(Collected data entries)
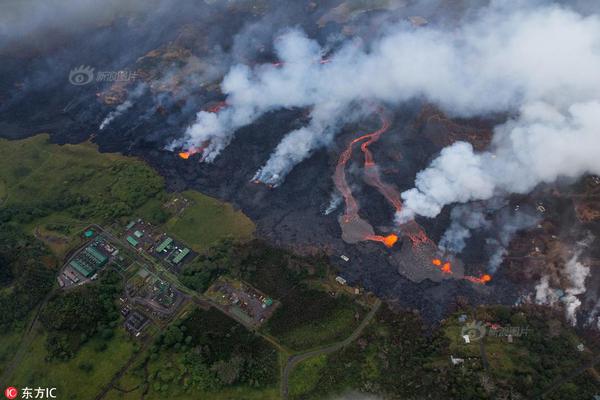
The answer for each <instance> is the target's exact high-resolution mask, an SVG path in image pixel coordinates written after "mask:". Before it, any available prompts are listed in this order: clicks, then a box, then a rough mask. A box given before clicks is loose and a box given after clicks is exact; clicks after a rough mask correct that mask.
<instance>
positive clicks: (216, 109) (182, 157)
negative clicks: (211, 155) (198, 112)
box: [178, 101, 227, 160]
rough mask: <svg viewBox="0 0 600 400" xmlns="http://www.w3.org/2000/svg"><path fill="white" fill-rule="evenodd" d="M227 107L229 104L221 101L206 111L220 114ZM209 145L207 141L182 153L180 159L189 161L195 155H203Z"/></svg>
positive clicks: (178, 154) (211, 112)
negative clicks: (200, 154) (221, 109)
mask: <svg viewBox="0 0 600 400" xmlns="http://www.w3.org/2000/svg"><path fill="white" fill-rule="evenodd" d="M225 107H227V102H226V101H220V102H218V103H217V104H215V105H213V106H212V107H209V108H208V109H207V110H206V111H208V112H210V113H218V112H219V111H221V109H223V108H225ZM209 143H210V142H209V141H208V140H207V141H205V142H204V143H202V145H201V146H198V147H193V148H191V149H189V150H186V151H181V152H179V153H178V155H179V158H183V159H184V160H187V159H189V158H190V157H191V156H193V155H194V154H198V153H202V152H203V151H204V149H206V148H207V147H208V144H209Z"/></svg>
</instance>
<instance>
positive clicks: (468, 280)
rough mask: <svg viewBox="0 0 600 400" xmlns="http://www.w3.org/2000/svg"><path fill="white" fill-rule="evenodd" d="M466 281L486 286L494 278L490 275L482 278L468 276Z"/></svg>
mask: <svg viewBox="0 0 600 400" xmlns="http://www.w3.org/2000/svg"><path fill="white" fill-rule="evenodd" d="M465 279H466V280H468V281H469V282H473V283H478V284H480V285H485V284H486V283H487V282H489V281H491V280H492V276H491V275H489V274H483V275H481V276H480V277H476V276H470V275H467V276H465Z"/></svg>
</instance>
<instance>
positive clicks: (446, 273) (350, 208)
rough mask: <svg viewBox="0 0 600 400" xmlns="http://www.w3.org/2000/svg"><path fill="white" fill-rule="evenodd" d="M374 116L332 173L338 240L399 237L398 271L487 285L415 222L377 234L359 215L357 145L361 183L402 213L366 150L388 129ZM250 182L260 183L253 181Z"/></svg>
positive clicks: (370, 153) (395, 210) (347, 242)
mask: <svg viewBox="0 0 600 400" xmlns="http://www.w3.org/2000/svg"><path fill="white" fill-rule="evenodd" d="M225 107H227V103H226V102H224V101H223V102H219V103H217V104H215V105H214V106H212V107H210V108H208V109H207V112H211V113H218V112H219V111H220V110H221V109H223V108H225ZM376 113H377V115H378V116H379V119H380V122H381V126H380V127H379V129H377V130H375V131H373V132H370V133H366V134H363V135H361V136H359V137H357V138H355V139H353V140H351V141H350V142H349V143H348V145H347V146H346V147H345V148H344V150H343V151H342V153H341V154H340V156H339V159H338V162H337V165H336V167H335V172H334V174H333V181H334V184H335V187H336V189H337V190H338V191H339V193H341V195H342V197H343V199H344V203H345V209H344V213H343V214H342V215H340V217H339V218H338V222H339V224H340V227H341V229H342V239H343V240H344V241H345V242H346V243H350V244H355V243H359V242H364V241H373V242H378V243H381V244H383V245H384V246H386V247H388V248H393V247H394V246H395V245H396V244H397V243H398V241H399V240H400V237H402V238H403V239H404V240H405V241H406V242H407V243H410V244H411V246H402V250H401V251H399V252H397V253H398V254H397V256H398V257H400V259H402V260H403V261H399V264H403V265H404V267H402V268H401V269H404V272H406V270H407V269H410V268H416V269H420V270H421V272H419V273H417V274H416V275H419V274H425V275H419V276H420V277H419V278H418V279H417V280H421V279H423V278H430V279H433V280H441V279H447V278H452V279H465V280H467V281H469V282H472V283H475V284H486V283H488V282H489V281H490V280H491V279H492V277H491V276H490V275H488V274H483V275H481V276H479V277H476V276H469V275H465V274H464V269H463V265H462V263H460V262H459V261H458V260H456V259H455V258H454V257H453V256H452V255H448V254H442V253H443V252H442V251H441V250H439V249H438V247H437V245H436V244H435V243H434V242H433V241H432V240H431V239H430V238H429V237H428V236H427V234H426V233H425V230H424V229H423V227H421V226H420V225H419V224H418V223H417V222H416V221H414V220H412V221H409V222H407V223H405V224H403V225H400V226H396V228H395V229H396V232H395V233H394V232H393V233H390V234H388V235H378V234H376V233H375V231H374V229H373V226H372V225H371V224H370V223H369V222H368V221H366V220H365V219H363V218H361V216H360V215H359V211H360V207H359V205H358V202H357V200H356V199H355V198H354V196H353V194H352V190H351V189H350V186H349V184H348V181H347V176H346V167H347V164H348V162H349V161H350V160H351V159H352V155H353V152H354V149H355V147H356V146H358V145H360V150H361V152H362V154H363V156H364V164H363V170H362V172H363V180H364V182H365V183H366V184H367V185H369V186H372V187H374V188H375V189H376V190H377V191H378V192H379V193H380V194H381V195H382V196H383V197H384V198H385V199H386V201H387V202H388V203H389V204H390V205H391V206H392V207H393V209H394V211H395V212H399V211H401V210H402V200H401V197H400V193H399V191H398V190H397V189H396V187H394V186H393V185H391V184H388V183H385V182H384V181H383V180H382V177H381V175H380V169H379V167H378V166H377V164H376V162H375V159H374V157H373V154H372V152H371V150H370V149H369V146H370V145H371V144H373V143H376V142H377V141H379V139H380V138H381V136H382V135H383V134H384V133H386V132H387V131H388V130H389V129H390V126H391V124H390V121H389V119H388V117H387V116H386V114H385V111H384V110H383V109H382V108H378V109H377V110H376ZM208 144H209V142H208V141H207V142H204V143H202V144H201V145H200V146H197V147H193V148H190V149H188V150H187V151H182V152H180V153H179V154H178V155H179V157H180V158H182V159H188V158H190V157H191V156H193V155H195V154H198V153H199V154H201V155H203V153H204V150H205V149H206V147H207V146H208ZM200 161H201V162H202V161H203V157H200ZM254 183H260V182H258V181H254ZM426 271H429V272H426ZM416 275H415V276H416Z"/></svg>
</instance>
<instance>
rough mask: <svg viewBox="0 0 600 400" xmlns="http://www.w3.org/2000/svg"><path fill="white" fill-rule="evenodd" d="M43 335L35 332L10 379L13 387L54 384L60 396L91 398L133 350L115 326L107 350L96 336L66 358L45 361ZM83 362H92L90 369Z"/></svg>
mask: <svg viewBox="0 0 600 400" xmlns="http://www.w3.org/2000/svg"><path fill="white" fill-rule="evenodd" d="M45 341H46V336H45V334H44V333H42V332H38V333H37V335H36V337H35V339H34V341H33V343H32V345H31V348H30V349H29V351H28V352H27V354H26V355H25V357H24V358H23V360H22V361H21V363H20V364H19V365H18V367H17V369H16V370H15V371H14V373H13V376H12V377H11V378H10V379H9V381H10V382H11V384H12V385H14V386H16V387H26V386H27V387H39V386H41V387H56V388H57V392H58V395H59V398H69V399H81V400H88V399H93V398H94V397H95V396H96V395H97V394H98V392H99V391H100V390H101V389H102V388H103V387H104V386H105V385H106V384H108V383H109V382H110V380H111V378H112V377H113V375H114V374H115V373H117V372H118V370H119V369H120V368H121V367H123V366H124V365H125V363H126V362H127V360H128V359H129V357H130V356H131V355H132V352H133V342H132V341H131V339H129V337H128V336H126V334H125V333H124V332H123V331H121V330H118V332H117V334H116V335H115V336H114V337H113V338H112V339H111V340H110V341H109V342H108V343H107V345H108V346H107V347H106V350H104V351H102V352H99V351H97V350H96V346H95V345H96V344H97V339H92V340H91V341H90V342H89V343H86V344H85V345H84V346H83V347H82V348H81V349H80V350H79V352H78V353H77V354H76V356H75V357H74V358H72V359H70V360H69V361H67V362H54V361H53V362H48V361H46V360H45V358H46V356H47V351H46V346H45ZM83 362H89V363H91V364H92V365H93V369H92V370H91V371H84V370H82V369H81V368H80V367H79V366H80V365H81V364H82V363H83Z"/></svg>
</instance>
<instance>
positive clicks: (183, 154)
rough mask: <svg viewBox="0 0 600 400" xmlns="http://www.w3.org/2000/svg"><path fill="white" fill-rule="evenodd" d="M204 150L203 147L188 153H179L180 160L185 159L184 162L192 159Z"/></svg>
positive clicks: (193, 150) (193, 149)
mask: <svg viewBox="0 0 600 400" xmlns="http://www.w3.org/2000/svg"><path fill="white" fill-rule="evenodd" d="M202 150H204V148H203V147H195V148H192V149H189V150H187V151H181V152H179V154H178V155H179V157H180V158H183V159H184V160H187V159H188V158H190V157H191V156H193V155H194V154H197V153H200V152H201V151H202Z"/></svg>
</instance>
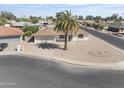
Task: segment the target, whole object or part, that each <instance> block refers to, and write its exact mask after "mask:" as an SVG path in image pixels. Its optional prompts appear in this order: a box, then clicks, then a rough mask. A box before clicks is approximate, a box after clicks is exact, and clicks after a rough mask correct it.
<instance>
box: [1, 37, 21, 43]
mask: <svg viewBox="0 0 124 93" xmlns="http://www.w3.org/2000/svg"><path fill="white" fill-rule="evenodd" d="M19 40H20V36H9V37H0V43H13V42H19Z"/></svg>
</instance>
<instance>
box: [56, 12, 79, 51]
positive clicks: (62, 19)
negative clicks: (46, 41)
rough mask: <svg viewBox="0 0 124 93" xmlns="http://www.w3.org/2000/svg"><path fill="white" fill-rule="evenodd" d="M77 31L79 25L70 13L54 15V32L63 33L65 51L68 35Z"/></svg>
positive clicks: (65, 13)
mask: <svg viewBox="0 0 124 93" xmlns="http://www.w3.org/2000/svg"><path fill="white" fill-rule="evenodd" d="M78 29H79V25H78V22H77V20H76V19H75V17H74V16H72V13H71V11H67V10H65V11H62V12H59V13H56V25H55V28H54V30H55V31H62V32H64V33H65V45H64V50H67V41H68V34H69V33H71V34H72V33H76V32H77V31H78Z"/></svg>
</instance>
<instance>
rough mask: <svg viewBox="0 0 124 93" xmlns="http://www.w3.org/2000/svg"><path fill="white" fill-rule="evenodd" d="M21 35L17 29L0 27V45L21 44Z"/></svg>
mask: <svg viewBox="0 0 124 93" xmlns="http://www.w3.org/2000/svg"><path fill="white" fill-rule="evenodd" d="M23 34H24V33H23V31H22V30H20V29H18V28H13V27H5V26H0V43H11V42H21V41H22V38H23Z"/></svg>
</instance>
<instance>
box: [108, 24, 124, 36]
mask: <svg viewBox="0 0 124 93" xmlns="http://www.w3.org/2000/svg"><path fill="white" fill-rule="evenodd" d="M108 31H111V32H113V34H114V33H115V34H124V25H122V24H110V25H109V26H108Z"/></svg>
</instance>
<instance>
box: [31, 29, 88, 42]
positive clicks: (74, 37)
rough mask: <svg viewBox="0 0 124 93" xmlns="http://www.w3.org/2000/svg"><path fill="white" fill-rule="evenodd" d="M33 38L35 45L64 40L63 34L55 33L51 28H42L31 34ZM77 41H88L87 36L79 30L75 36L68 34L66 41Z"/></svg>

* * *

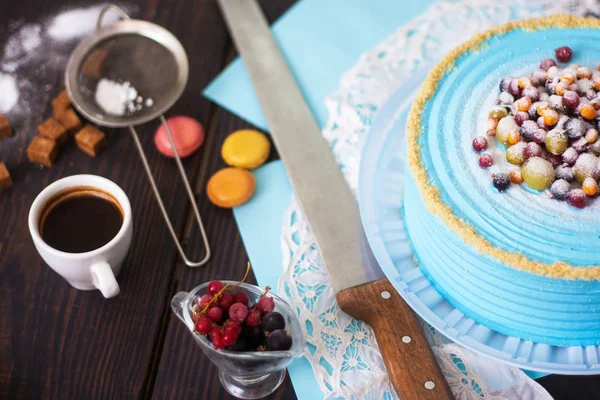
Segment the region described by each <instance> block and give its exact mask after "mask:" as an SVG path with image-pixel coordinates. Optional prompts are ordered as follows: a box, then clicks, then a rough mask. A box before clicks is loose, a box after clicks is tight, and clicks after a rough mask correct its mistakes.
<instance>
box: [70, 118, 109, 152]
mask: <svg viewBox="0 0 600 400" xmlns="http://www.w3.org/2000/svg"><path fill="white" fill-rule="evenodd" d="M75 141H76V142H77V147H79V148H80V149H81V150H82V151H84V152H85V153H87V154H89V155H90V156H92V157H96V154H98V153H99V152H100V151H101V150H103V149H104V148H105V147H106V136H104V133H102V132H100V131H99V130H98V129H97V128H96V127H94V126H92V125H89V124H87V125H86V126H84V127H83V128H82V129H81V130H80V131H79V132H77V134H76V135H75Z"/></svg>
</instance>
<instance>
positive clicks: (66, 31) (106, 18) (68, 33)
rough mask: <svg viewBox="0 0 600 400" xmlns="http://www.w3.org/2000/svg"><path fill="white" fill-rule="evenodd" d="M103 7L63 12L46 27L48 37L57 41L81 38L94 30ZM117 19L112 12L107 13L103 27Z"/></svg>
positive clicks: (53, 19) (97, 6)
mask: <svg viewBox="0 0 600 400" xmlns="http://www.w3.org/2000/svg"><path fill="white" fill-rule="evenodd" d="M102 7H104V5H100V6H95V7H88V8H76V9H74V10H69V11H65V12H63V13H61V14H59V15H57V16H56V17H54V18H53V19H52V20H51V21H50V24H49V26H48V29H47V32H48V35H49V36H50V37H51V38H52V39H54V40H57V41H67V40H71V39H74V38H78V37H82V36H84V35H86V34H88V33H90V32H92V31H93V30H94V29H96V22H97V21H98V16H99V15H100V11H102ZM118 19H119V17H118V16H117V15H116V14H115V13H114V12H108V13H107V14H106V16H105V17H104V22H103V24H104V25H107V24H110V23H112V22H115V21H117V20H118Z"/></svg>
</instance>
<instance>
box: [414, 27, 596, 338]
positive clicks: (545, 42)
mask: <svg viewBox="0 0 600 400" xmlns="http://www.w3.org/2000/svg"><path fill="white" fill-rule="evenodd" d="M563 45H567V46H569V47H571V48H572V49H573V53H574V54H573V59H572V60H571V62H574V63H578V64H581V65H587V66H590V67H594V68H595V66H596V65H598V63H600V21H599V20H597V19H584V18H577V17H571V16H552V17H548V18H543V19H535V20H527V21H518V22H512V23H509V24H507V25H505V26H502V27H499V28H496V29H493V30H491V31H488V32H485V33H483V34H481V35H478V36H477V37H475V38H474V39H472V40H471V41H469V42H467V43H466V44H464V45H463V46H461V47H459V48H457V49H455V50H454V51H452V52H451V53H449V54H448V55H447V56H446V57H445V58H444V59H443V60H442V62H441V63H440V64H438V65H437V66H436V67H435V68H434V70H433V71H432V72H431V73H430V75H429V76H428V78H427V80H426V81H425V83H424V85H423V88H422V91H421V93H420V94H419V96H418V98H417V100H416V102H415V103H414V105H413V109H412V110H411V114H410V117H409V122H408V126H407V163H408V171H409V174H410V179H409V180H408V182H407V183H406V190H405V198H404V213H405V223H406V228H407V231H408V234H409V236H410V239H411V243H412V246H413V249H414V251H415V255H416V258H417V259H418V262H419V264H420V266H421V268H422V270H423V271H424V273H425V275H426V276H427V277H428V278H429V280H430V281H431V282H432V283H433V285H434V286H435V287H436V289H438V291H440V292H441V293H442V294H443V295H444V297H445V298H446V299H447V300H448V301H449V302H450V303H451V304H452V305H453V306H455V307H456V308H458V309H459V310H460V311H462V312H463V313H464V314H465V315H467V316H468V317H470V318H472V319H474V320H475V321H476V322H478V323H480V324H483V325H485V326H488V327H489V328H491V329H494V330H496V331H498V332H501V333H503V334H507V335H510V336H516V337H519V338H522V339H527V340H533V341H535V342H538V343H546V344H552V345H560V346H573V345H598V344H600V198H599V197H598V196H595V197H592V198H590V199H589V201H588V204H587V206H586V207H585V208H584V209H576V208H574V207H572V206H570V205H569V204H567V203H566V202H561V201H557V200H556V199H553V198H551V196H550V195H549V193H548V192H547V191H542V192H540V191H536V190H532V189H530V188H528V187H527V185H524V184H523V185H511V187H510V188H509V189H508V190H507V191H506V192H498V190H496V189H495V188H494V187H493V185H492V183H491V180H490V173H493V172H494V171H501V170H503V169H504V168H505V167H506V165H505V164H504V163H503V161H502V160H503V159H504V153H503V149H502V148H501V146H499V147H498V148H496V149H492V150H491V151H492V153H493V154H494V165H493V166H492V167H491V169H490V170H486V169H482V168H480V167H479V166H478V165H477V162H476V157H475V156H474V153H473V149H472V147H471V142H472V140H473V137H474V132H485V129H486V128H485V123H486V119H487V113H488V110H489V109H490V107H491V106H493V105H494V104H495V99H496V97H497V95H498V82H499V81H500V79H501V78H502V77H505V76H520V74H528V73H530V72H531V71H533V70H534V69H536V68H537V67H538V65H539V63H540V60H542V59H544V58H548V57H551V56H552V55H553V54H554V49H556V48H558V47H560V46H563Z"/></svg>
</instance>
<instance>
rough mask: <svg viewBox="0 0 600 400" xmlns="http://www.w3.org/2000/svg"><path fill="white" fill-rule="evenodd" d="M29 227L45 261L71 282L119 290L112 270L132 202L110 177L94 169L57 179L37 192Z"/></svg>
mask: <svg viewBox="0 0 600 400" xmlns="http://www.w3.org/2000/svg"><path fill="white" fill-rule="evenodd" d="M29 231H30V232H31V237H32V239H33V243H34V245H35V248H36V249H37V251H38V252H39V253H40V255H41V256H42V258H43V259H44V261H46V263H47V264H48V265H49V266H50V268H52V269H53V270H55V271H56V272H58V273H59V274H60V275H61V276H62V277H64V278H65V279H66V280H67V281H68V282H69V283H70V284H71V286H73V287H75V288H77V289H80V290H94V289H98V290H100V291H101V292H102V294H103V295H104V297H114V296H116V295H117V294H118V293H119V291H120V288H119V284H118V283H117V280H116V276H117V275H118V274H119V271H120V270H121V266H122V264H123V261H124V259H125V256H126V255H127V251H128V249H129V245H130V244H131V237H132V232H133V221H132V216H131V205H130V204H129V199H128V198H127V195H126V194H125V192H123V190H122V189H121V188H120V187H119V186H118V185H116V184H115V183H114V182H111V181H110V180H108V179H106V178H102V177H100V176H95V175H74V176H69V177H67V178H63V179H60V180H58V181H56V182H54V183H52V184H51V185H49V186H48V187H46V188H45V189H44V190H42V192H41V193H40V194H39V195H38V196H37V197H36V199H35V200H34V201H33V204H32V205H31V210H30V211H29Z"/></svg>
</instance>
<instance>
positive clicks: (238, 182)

■ Task to carry out
Look through the entries above, and wherever a line holds the word "block", copy it.

■ Expected answer
Task: segment the target, whole object or part, that each <instance> block refers to, and write its exact mask after "mask:" as an SVG path in image pixels. Its optional prompts appear in this order: a box, then clicks, then a rough mask. A box before clicks is approximate, a box after clicks is exact, and clicks after a rough mask correct it.
Segment the region described by each <instance> block and give its exact mask after "mask:" as an SVG path with image-pixel coordinates. Optional prompts are ordered as follows: a box, then clicks, then a rough mask. A box before clicks is loose, a box after clicks is tight, and clicks after a rough mask correct its mistakes.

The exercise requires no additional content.